• **PASSAGE PROVIDED**
────────────────────

# Poll: Gloves or No Gloves when riding



## gr8outdrsmn (Jul 18, 2008)

I have never used gloves when riding, but just recently started thinking about getting some, just not sure.

If you do wear them, what kind do you wear?


----------



## pop_martian (Mar 20, 2007)

The first time you go down without em will be the last time you ride without em!:thumbsup:


----------



## bensf (Mar 8, 2007)

I've ripped the little gel inserts of gloves before in crashes. Saved a lot of skin on my hands.


----------



## Evo. (Feb 3, 2009)

Its a strange feeling riding without gloves. I kinda feel naked in a strange way..


----------



## kapusta (Jan 17, 2004)

pop_martian said:


> The first time you go down without em will be the last time you ride without em!:thumbsup:


Yep :thumbsup:

What gloves you wear is about 1% as important as the fact that you are wearing some at all. I cannot imagine riding without them.


----------



## }SkOrPn--7 (Aug 15, 2008)

────────────────────

• **Items from a data collection**
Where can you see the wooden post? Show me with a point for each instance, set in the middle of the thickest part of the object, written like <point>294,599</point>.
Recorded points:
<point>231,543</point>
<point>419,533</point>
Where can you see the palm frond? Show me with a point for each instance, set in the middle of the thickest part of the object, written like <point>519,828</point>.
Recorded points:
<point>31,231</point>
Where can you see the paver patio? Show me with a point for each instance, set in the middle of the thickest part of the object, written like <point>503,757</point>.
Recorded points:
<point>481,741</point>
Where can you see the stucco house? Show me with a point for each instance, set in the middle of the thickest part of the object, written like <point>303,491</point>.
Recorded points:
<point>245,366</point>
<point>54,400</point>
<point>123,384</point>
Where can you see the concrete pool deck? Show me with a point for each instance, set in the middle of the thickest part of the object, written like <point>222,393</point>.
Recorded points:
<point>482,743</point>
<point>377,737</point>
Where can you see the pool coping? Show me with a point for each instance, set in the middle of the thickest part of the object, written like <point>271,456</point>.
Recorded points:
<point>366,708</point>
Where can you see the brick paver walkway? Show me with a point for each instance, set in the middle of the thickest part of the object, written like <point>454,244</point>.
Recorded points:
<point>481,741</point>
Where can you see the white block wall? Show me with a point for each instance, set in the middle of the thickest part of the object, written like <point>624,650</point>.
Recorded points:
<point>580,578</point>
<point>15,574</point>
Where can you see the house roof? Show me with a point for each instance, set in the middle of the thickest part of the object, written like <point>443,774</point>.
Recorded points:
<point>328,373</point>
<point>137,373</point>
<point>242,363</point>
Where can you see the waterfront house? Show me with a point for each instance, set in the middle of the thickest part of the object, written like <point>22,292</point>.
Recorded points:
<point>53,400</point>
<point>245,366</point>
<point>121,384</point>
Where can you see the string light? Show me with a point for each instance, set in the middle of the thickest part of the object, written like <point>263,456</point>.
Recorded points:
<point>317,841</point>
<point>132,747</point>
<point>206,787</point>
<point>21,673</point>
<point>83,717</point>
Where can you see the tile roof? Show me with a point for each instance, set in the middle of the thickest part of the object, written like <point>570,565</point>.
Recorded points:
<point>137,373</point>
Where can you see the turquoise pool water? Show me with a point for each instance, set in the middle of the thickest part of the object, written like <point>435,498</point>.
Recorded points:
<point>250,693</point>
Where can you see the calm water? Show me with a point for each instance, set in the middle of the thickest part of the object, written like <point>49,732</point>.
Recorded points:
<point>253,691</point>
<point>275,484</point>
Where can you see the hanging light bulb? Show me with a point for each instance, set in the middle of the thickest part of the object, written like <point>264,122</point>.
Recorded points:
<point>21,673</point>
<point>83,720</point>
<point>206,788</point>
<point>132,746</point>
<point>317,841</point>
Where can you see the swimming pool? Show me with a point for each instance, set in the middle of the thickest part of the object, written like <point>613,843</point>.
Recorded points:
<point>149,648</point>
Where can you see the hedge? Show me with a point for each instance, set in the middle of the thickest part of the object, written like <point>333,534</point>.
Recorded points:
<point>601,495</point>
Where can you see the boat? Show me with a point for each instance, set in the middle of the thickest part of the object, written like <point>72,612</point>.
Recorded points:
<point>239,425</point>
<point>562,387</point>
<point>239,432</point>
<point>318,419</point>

────────────────────

• **TASK SET**
1 - In the forum thread on riding gloves, what reason does bensf give for wearing gloves? Answer in one to three sentences.
2 - In the riding-gloves thread, rewrite the paragraph that begins "What gloves you wear" in a single shorter sentence that keeps its main points.
3 - Resume the thread on riding with or without gloves, picking up after its last line.

• **ANSWERS TO THE EXERCISE**
1 - In crashes, bensf has torn the little gel inserts off his gloves. The gloves saved a lot of skin on his hands.

2 - Which gloves you pick barely matters next to wearing some at all, and I can't imagine riding without them.

3 -
Yeah gotta wear the gloves I need all the material I can get to wipe sweet away be it gloves or my shirts.


----------



## sherijumper (Feb 19, 2007)

I`ll wear them even when I`m taking the kids around the block .


----------



## emtnate (Feb 9, 2008)

Gloves are an important safety item like my helmet. There's some nerves in your hands that are close to the skin and you do not want to damage them. Road rash also takes longer to heal on parts of your body that always move, like your hands.

I wear stubby gloves with leather palms most of the time. When it's chilly I have some sixsixone full fingers from chainlove.


----------



## jeffw-13 (Apr 30, 2008)

Last summer I picked up a pair of Reebok football receivers gloves at the outlets for $10 bucks. They have a rubberized palm & give great grip.

For the winter I picked up a pair of Under Armor Cold Gear football gloves and wore them into the low 20's and only a couple times had cold fingers, but only once cold enough to be really uncomfortable.


----------



## philb3131 (Nov 18, 2008)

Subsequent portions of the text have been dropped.